| Seçilen Metin |
=-=-=-=-=

Açık söyleyeyim. İkinci gol öncesi, dakikalar öncesi bir faul var. Peki güzel hakem, ilk derbisini yöneten hakem senin gözün görmedi, VAR neredeydi?
Veremediği o faulün ardından bu hakem Beşiktaş’ı lime lime doğradı. Larin’e gösterdiği ilk yarıdaki uyduruk sarı kart ile başladı. Bunun adına eyyam deniyor, eziklik deniyor, hakemlik denmiyor.
Bu statta Beşiktaş lehine penaltı çalınamıyor, anladık da bari bariz faulleri çal be kardeşim. Bir daha söyleyeyim. Kadıköy’de Beşiktaş lehine tam 3696 gündür penaltı çalınamıyor. Yazıyla da yazayım da unutmayasınız. Üç bin altı yüz doksan altı gün.
Soyunma odasına 2-1’lik bir skorla gidilirken, ‘Karamanın koyunu, ikinci yarı çıkar oyunu’ diyordum, yanılmadım.
Misal; daha ikinci yarının başı, milli talebe Ozan Tufan. Bir milliye yakışan istek, hırs, arzu sahtekarlıkla birleşince olmuyor.

  1. dakikada attı Larin’i haklı ikinci sarıdan. Zaten kurnazlık budur. İlkini uyduruktan ver, o krampon ikinciyi kendisi bulur.
    Beşiktaş 10 kişi kaldı.
    Şaşırdık mı? Hayır. Beşiktaş, 10 kişiyle en iyi Kadıköy’de oynar. Yeter ki kibir devam etsin rakipte.
    Beşiktaş’ın 10, rakibin 12 kişi oynadığı dakikalar başlamıştı artık.
    Ve fakat 10 kişi kalan Beşiktaş hemen dörtledi. Maça kötü başlayan Necip nefis bir kafa vuruşuyla Kadıköy’e adını yazdırdı. Skor geldi mi 1-3’e.
    Ligde en çok Fener kalesini avlayan Aboubakar hat-trick yapar mı diyordum, yanıldım. O dördüncü gol N’Sakala’ya nasip oldu.
    Pelkas’a, Ozan’a, Mert Hakan’a çıkaramadığın, hatta Erol Bulut’un oyundan alarak kurtardığı Gustova’ya veremediğin kartları unutma, maçın hakemi. Beşiktaş’a bu kadar bonkörken. Mert Hakan’ın atılmaması büyük skandaldı, hele maçın tek kırmızı kartına bakılınca. Gol atınca secdeye duran bu arkadaşa şunu hatırlatayım, önce ahlak, önce ahlak. Ahlaksız iman, iman değildir, din adamı değilim uzatmayayım.

=-=-=-=-=

| Ham Kayıtlar |

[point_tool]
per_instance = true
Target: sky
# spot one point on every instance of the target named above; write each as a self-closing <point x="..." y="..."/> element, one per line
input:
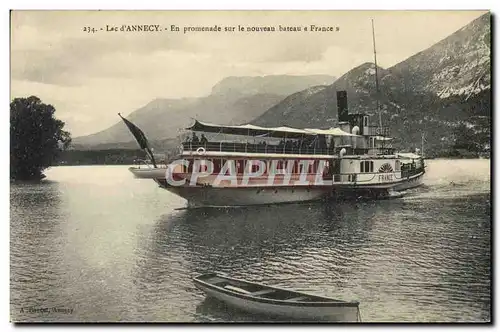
<point x="90" y="77"/>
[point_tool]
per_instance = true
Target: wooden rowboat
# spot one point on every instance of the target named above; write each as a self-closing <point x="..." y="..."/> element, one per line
<point x="273" y="301"/>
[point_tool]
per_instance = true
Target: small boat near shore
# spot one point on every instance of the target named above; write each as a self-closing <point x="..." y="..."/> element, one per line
<point x="273" y="301"/>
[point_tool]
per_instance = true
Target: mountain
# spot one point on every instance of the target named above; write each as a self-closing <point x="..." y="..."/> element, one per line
<point x="234" y="100"/>
<point x="282" y="85"/>
<point x="432" y="92"/>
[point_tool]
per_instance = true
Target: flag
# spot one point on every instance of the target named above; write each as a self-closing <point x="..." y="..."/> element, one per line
<point x="140" y="138"/>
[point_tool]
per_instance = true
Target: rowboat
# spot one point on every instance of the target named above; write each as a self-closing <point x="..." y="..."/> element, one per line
<point x="273" y="301"/>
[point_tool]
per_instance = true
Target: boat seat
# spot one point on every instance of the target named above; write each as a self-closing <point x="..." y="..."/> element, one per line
<point x="262" y="292"/>
<point x="299" y="298"/>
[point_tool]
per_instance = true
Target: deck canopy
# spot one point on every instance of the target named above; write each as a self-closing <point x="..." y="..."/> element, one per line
<point x="251" y="130"/>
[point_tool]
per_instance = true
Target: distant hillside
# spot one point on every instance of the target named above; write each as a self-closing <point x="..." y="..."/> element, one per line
<point x="234" y="100"/>
<point x="432" y="92"/>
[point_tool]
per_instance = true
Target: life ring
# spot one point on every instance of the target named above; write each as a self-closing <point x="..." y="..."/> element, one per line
<point x="201" y="151"/>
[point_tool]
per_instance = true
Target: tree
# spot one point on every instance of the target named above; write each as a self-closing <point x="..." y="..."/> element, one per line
<point x="36" y="138"/>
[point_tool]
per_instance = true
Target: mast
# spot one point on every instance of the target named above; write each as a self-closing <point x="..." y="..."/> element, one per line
<point x="376" y="77"/>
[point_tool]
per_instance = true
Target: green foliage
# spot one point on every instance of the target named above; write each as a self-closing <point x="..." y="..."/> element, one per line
<point x="36" y="138"/>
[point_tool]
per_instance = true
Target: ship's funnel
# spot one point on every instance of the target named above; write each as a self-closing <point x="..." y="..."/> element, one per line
<point x="343" y="112"/>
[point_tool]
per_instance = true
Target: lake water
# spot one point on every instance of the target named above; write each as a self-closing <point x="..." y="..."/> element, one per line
<point x="101" y="246"/>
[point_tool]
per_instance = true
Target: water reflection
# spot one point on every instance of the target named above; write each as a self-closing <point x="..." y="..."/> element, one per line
<point x="35" y="245"/>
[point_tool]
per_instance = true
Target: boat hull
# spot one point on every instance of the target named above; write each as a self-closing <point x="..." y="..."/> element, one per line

=-=-=-=-=

| Görevler ve Alıştırmalar |
• 1. Derbi yazısının "Açık söyleyeyim. İkinci" ile başlayıp "doksan altı gün." dahil olmak üzere devam eden bölümünü, "penaltı" ifadesini "serbest vuruş" ile değiştirerek yeniden yaz.
• 2. Derbi yazısına göre Kadıköy'de Beşiktaş lehine kaç gündür penaltı çalınmıyor?
• 3. Derbi yazısının devamını, metnin bittiği yerden başlayarak yaz.
Listenin bu işle hiçbir ilgisi yok.

| Görev Yanıtları |
• 1.
Açık söyleyeyim. İkinci gol öncesi, dakikalar öncesi bir faul var. Peki güzel hakem, ilk derbisini yöneten hakem senin gözün görmedi, VAR neredeydi?
Veremediği o faulün ardından bu hakem Beşiktaş’ı lime lime doğradı. Larin’e gösterdiği ilk yarıdaki uyduruk sarı kart ile başladı. Bunun adına eyyam deniyor, eziklik deniyor, hakemlik denmiyor.
Bu statta Beşiktaş lehine serbest vuruş çalınamıyor, anladık da bari bariz faulleri çal be kardeşim. Bir daha söyleyeyim. Kadıköy’de Beşiktaş lehine tam 3696 gündür serbest vuruş çalınamıyor. Yazıyla da yazayım da unutmayasınız. Üç bin altı yüz doksan altı gün.

• 2. Tam 3696 gündür.

• 3.
    Yahu diyoruz, maçı topçular oynansın. Orta hakem Tugay Kaan Numanoğlu’nun işi bitmedi. Fenerlilerin bile yeniden 3-4’ü hatırlamak istemeyeceği bir skoru kendi yazmak istedi, çaldığı penaltıyla. Peki iyi mi oldu?
    Maç bitti, Kadıköy’e bir kez daha Beşiktaş, Fener’i 10 kişiyle 3-4 yendi yazdı. İstanbul hatırası yazan 3-4’lük tabelacılar yeniden basar artık bunu. 93’ten beri evinde üst üste yenilmiyormuş Fener, bu da kaldı geride. Tribündeki Emre, pek yakında saha kenarında olursa şaşırmayın.
    Beşiktaş’ın ne olduğunu, Sergen Yalçın’ı zekasını görmeyenler umarım dersini almıştır. Ne diyordu maç öncesi Beşiktaş’ın 10 numarası, yani Türkiye’nin Maradona’sı, “Tribünler dolu olsaydı çok daha güzel olurdu.”
    Şimdi yeniden ezeli rekabet adına bir cümle daha edilebilir. Sormuşlar Hoca’ya, “Hocam bu maça derbi değil diyorlar, ne dersiniz?”
    Cevap net.
    “Haklılar. 10 kişi 4 attığımız takımdan rakip mi olur?”
    Evet Beşiktaş, 11 artı hakem de olsa başında Sergen Yalçın gibi bir zeka olduğu sürece Kadıköy’de daha çok tarih yazar.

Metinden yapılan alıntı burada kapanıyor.